### Tâches à réaliser
a. Recopiez à l'identique le passage de l'entretien sur le budget 2012 qui commence par les mots « - Le document » et s'achève sur les mots « précédant le vote ? ».
b. D'après l'entretien sur le budget 2012, à quelle date le document d'orientation budgétaire a-t-il été donné ?
c. Prolongez l'entretien sur le budget 2012 au-delà de sa dernière phrase.

### Texte
· · · · · · ·

Après la controverse du vote du budget 2012 à l’assemblée territoriale, Jean Biancucci, qui a porté la charge du groupe Femu a Corsica, revient, pour Corse Net Infos, sur ses critiques formulées à la fois contre le document proposé et contre les méthodes de l’exécutif. L’élu nationaliste dénonce, sans langue de bois, le système en place comme « archaïque », tout en lui reconnaissant une certaine capacité à avancer. Il affirme que, malgré les apparences, les Nationalistes ont gagné.
- Pourquoi votre groupe Femu a Corsica a-t-il voté contre le budget après l’avoir éreinté ?
- D’abord, nous avons été amenés à examiner, au cours d’un débat sans vote, deux documents : les orientations budgétaires, qui donnent les grandes lignes, et le budget supplémentaire. Le budget
est ensuite établi par l’exécutif, discuté en Commission des finances, puis à l’Assemblée, où il peut être amendé. Depuis deux ans, nous demandons à l’exécutif : une prospective financière, un
peu plus de rigueur et qu’il tienne compte des remarques, des suggestions, des propositions et des critiques que l’on pourrait faire. En vain.
- Vous parlez de délai qui n’a pas été respecté ?
- Le document d’orientation budgétaire nous a été donné le 2 décembre. La loi dit que, dans les dix semaines qui suivent, et non pas deux mois comme l’exécutif le prétend, le budget doit être
voté. L’usage, dans les mandatures précédentes, est que le délai entre la production, le débat d’orientations budgétaires et le budget soit d’un mois ou de 45 jours. Or, l’exécutif a voulu faire
« a coce e magna », c’est-à-dire qu’au moment où il a produit les orientations budgétaires, il a produit physiquement le budget.
- C’est ce que vous avez dénoncé lors du débat précédant le vote ?

· · · · · · ·

### Données fournies
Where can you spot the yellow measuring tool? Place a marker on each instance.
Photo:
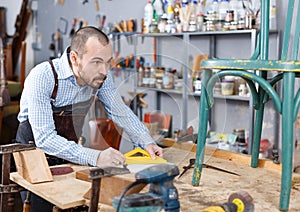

· · · · · · ·

### Réponses
a.
- Le document d’orientation budgétaire nous a été donné le 2 décembre. La loi dit que, dans les dix semaines qui suivent, et non pas deux mois comme l’exécutif le prétend, le budget doit être
voté. L’usage, dans les mandatures précédentes, est que le délai entre la production, le débat d’orientations budgétaires et le budget soit d’un mois ou de 45 jours. Or, l’exécutif a voulu faire
« a coce e magna », c’est-à-dire qu’au moment où il a produit les orientations budgétaires, il a produit physiquement le budget.
- C’est ce que vous avez dénoncé lors du débat précédant le vote ?

b. Le 2 décembre.

c.
- C’est ce que j’ai affirmé et qui n’a pas été démenti ! L’an dernier, j’ai fait la même démonstration parce que nous étions dans le même cas de figure. L’exécutif avait produit le budget avant
que le débat sur les orientations budgétaires soit terminé. Dans une collectivité comme la nôtre, où il y a quand même un maximum de participation démocratique, ne fut-ce qu’au travers des
sensibilités qui composent le double hémicycle, l’exécutif doit tenir compte du débat et élaborer le budget primitif en fonction des observations. Or, on ne peut pas tenir compte des débats, si
le document a déjà été produit !
- Êtes-vous en train de dire que le débat n’a servi à rien ?
- Oui. Le débat n’a strictement servi à rien. C’est une aberration totale ! La dernière fois, j’ai été soutenu par les hochements de tête de tous les groupes et de ceux qui étaient, avant, à la
tête de la Collectivité, en l’occurrence Ange Santini et Camille de Rocca Serra, qui ont dit que cela ne se faisait pas. On sait très bien qu’en politique, tous les coups sont permis. Mais, là,
on a dépassé la mesure. Moralement, ce sont des choses qui ne se font pas.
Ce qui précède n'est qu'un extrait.